(WHAT TO PRODUCE)
Rewrite the listing from the line containing "Each instance receives a single keypoint. Tag the finger" through the end, replacing "boy's" with "child's" and leaving everything else unchanged.

begin

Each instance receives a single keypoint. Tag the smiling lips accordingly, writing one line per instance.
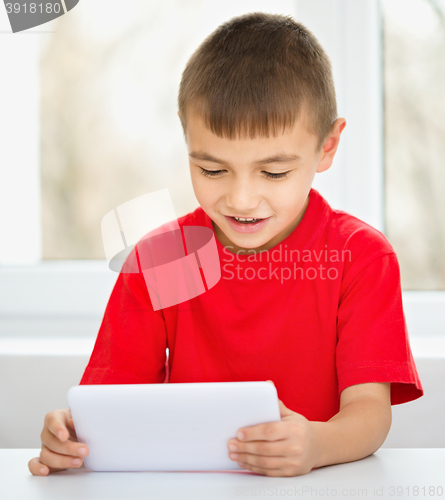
(246, 227)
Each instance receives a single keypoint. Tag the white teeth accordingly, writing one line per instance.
(244, 220)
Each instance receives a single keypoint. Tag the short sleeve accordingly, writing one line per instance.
(372, 336)
(131, 343)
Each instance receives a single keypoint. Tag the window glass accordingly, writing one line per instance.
(414, 114)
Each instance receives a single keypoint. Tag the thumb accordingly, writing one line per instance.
(284, 411)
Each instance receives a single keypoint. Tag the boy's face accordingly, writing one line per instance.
(240, 186)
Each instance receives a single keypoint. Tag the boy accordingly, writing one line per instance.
(309, 296)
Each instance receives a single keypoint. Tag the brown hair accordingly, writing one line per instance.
(254, 74)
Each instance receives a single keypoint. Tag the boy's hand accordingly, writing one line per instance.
(285, 448)
(58, 453)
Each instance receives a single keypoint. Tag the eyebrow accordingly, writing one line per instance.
(277, 158)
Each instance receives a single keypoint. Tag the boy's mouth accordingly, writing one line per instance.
(245, 220)
(246, 224)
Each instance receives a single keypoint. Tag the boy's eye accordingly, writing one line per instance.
(216, 173)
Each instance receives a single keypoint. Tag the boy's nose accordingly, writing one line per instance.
(242, 199)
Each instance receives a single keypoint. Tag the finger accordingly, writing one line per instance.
(284, 411)
(261, 470)
(261, 461)
(60, 423)
(68, 447)
(58, 461)
(37, 468)
(266, 448)
(269, 431)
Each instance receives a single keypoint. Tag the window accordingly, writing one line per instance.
(89, 121)
(414, 69)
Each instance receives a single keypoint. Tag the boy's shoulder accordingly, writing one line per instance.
(361, 243)
(356, 233)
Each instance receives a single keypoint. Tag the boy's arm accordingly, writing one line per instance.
(359, 428)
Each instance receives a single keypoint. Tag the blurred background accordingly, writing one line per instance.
(109, 129)
(89, 121)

end

(OUTPUT OF THE EXERCISE)
Each instance receives a single keypoint. Tag the finger accordingly, writing one line per instance.
(284, 411)
(261, 470)
(261, 461)
(60, 423)
(68, 447)
(58, 461)
(37, 468)
(266, 448)
(269, 431)
Each instance receives a single keypoint. Tag the window accordingly, writing one line per instance.
(89, 121)
(414, 69)
Each instance receives a single keypoint. Tag the child's shoulder accordingly, writing one line per instance.
(361, 243)
(356, 233)
Each instance receives a single keypoint. Tag the child's arm accordingly, writing one line per instance.
(359, 428)
Each instance receives a single keypoint. Tag the blurred background accordingly, writing one line per instance.
(109, 129)
(89, 121)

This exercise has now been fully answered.